• _Yapılacak iş_
"the blue floor" ifadesini içeren satır ile "[(1209, 81), (1177, 432)]" ifadesini içeren satır arasındaki satırları, iki uç da dahil olmak üzere, istekleriyle birlikte yeniden yaz. Yalnızca yanıtlardaki koordinatları 0,9 ile çarpıp buçukları yukarı yuvarlayarak tam sayılara yeniden ölçeklendir; isteklerdeki ve biçim örneklerindeki sayılar aynen kalsın.

• _Sağlanan veriler_
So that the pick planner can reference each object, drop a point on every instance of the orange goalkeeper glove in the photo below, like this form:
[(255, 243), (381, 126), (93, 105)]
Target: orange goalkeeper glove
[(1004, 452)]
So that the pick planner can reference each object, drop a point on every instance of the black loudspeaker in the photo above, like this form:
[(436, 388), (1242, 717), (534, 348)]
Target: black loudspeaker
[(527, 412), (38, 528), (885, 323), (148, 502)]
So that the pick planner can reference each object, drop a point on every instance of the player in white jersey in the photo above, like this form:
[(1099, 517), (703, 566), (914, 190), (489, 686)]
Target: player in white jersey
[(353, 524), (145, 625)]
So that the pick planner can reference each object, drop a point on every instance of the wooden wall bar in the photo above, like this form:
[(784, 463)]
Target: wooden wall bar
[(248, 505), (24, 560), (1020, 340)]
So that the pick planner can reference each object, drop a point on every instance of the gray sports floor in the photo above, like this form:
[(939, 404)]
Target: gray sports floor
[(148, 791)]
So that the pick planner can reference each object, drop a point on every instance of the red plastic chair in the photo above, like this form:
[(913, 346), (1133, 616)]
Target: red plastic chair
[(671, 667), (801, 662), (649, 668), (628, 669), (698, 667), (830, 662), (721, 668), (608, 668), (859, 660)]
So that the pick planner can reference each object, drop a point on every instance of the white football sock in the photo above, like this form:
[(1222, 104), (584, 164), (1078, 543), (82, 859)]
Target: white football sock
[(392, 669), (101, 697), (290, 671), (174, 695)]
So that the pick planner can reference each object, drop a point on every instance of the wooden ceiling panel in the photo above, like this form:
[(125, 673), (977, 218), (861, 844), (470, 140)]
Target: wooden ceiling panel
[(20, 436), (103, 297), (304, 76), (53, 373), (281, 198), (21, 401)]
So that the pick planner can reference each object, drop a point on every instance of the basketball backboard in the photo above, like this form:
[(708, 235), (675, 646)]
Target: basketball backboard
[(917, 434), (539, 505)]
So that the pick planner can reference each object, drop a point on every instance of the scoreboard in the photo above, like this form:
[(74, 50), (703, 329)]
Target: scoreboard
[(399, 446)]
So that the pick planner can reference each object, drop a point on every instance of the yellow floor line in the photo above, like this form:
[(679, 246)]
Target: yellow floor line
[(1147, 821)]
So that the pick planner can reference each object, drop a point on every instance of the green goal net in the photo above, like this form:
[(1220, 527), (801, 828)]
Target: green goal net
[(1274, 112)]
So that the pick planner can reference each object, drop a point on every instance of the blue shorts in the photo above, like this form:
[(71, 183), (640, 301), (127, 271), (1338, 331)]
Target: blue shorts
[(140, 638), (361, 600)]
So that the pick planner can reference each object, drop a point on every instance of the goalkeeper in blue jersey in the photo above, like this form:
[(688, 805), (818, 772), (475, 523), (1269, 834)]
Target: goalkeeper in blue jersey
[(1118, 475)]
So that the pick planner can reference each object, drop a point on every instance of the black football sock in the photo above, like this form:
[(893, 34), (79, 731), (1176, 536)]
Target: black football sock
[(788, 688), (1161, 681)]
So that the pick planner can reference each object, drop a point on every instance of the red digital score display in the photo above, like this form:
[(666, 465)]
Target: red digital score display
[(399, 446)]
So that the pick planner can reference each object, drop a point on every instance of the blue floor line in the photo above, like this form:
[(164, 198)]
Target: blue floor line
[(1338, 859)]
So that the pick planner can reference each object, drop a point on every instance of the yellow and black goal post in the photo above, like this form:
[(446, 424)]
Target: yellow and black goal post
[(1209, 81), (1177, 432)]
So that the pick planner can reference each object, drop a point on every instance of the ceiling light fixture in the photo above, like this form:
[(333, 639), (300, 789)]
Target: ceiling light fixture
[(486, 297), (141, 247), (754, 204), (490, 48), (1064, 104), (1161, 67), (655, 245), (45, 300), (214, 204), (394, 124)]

• _Görevin çözümü_
So that the pick planner can reference each object, drop a point on every instance of the blue floor line in the photo above, like this form:
[(164, 198)]
Target: blue floor line
[(1204, 773)]
So that the pick planner can reference each object, drop a point on every instance of the yellow and black goal post in the photo above, like this form:
[(446, 424)]
Target: yellow and black goal post
[(1088, 73), (1059, 389)]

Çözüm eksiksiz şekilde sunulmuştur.